> **STUDY TEXT**
○ ○ ○ ○ ○

Hyaluronic acid is a polysaccharide found in the joints, cartilage, skin and eyes of animals. It serves many purposes within the body and has been studied as a remedy for arthritis. It is known among cancer researchers as a tumor marker--that is, it is present in higher levels when cancerous cells are more active. It is sold commercially as a pill for a variety of ailments including arthritis and cancer.
Hyaluronic acid was first isolated in 1934 by Karl Meyer, from the vitreous fluid of a bovine eye. When in the body, it is referred to as hyaluronan, and takes its name in part from its main location in the body, the hyaline cartilage. Its many other applications were first hinted at in studies in the 1950s by Albert Dorfman at the University of Chicago. He discovered hyaluronic acid’s production by bacteria and much of its biochemical action and structure. It has also been developed for nonmedical purposes over the years, including as a water-binding agent in cosmetics and creams, and is marketed as a skin-smoothing injection under the names Restylane and Juvederm.
Hyaluronic acid does not naturally occur in plant life. It is made in the body processes of animals. There was, however, a patent granted in the United States in 2009 on a method of producing hyaluronic acid using genetically altered plant cells, filed by a group of Japanese inventors. This would presumably be a more efficient and less costly way of making the polysaccharide for biomedical or commercial purposes, compared to extracting from animal cartilage.

○ ○ ○ ○ ○

Reproduce word for word the part of the hyaluronic acid passage starting at "Hyaluronic acid does" and ending at "from animal cartilage.".

> **RECORD EXCERPTS**
○ ○ ○ ○ ○

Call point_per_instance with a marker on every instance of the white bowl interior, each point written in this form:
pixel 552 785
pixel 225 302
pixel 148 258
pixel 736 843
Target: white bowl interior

○ ○ ○ ○ ○

> **ANSWER SECTION**
Hyaluronic acid does not naturally occur in plant life. It is made in the body processes of animals. There was, however, a patent granted in the United States in 2009 on a method of producing hyaluronic acid using genetically altered plant cells, filed by a group of Japanese inventors. This would presumably be a more efficient and less costly way of making the polysaccharide for biomedical or commercial purposes, compared to extracting from animal cartilage.